* _Direction a_
Answer these from the history of Dow Jones & Co. below:
(i) In what year was Charles Dow born?
(ii) Which university did Edward Jones graduate from, and in what year?
(iii) On what date did The Wall Street Journal print its first issue?

++++ Extracted text ++++

Honest financial journalism is indispensable to ethical financial markets. It is hard to imagine a clean financial industry in operation if the state of its trade press was unchanged from that of the middle of the 19th century, when financial journalism could be summarized as the propagation of rumors, often with nefarious ends. The professionalization of financial journalism involved creating new rules and new methods of reporting the movement of markets. Charles Dow, Edward Jones, and Charles Bergstresser, the founders of Dow Jones & Co., were reformers who advanced the state of financial journalism and thus financial markets as well.

Charles H. Dow

           Charles Dow was born in Connecticut in 1851. It was a case of modest beginnings. Dow worked on a family farm and little is known about his education except that it wasn’t much. Still, he began his journalistic career at Massachusetts’s Springfield Republican in 1872. There, Dow worked under editor Samuel Bowles, then as well-known as a newspaper man could get. He afterward wrote for newspapers in Providence, Rhode Island before moving to New York in 1879.

           In Springfield and Providence, Dow learned from some of the best in New England’s newspaper business. Samuel Bowles’ Springfield Republican was likened to a journalism school and Dow had also worked for George W. Danielson, another accomplished newspaper man, while in Providence. There, Dow first became involved in financial journalism, covering mining firms and commodities. He had travelled to Colorado with financiers to cover a mining boom then underway.

           After that story, Dow was fixated on financial markets. In 1879, he moved to the Kiernan News Agency in New York. Kiernan operated a news service delivering handwritten bulletins duplicated by carbon paper onto tissue paper sheets. These bulletins were subscribed to by banks and brokers in the city. The news agency’s offices were virtually the headquarters of New York’s financial press. Here, Dow gained a reputation for accuracy and confidentiality, becoming well known amongst his peers and their sources.

Edward D. Jones

           One of Dow’s partners at Dow Jones & Co. was Edward Jones. He was born in Worcester, Massachusetts and received a more extensive formal education than Dow had, graduating from Brown University in 1877. More than just their education differed, Jones had an opposite personality, as excitable as Dow’s was quiet and measured. Still, Jones worked with Dow at the same Providence newspapers before he too joined the Kiernan News Agency in New York.

The Wall Street Journal

           Dow and Jones left Kiernan in 1882 and started Dow Jones & Co. at 15 Wall Street soon thereafter. They were joined by Charles Bergstresser, another alum of Kiernan News Agency. Bergstresser, whose own name was judged too long to form part of the new firm’s name, would have been deserving of the honor. He provided most of the money and was also involved in its day-to-day work.

           Like Kiernan, Dow Jones & Co. employed messengers who, in addition to delivering the news as and when it arose, also sold subscriptions, receiving a commission for each sale. The new company began publishing the Customer’s Afternoon Letter. This was a news sheet distributed to subscribers with the last delivery each day. It could be subscribed to separately from Dow Jones & Co.’s ad-hoc news bulletin service and this eventually evolved into The Wall Street Journal.

           The Wall Street Journal itself was launched in 1889, printing its first issue on July 8th that year. The unremembered Charles Bergstresser had come up with the name. The newspaper launched at a time when financial journalism was hardly a clean profession. For one, there was a shortage of good financial news; after all, this was an era when even publicly listed companies had limited reporting requirements. Also, newspapers would collaborate with companies to manipulate markets, with journalists participating in the movement of a stock or other instrument on which they reported. By contrast, The Wall Street Journal barred its employees from investing in companies they were covering.

++++

* _Direction b_
Please gather every line of the listing below that contains the word "wooden".

++++ Supplied material ++++

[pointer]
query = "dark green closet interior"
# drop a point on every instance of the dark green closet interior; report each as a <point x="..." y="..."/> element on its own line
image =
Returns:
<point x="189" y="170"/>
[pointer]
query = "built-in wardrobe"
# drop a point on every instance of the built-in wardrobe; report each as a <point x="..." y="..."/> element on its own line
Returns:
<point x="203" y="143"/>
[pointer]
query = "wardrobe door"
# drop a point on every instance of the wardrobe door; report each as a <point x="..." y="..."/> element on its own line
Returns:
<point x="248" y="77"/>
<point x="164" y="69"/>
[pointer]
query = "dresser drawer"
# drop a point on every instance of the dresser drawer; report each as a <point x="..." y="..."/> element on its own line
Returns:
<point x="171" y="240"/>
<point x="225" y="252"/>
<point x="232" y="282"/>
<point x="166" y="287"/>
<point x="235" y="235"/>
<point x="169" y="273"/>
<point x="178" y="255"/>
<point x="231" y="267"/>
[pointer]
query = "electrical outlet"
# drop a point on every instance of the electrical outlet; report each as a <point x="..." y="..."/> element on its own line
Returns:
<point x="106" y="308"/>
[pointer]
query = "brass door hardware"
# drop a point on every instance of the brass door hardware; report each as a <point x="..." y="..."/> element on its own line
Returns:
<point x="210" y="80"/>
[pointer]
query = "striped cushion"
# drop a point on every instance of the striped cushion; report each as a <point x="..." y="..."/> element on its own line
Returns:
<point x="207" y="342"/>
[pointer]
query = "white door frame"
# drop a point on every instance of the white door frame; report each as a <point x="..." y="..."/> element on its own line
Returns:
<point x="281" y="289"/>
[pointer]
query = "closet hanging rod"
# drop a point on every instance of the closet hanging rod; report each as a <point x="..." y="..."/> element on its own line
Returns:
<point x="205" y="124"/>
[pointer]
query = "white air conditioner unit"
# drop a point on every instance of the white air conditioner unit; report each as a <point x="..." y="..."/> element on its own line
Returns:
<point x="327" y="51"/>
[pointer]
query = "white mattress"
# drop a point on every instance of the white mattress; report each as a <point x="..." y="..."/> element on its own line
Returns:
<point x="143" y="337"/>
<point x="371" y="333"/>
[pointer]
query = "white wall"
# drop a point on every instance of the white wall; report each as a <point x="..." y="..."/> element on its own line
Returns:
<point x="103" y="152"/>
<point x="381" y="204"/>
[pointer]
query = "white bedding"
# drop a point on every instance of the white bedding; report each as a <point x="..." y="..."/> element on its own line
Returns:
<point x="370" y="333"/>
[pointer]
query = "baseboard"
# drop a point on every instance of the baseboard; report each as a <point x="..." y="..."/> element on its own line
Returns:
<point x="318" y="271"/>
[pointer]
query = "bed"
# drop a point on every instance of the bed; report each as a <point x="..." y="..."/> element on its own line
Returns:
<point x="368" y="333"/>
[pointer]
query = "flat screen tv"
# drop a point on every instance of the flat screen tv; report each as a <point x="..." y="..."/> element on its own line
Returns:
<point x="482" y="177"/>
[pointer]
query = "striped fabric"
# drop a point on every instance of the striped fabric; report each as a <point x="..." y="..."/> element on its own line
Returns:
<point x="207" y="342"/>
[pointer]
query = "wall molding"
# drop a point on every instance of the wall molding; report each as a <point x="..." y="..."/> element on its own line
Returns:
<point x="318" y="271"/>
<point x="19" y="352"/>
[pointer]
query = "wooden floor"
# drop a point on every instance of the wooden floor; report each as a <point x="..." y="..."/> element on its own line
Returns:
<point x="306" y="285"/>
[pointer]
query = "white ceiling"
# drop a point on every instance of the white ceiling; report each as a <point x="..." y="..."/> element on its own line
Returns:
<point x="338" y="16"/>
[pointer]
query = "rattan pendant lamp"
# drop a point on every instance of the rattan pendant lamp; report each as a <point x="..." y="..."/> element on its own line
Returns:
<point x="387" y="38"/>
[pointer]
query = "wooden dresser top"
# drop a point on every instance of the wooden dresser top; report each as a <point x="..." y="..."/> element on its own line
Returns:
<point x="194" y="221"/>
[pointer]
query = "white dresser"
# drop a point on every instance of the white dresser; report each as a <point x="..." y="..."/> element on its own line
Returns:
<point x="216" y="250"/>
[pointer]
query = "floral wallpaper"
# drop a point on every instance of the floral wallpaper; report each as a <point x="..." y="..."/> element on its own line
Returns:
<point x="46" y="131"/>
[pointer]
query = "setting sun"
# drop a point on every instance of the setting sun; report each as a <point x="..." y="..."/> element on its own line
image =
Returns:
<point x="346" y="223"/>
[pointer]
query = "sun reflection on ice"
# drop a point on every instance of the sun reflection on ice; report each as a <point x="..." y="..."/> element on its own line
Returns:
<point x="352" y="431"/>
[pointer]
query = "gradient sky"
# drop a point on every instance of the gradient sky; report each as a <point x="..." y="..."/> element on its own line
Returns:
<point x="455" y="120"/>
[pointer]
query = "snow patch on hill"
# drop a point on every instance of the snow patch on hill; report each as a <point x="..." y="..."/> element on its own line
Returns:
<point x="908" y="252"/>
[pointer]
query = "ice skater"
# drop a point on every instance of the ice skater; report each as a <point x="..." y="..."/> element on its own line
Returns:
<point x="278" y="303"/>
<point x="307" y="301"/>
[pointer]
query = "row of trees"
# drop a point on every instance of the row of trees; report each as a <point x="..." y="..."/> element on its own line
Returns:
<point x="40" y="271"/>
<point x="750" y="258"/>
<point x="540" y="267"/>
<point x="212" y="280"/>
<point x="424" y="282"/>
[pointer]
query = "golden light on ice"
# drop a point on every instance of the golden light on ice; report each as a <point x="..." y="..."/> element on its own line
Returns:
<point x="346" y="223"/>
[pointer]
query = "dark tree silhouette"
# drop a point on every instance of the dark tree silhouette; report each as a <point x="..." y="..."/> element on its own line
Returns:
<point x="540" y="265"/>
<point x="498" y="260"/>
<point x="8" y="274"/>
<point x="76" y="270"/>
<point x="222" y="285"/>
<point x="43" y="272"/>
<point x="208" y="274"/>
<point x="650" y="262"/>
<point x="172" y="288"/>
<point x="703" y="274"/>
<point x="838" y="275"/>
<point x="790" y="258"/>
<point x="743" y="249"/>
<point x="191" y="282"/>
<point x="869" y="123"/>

++++

* _Complete answer a_
(i) 1851
(ii) Brown University, in 1877
(iii) July 8, 1889

* _Complete answer b_
query = "wooden floor"
# drop a point on every instance of the wooden floor; report each as a <point x="..." y="..."/> element on its own line
query = "wooden dresser top"
# drop a point on every instance of the wooden dresser top; report each as a <point x="..." y="..."/> element on its own line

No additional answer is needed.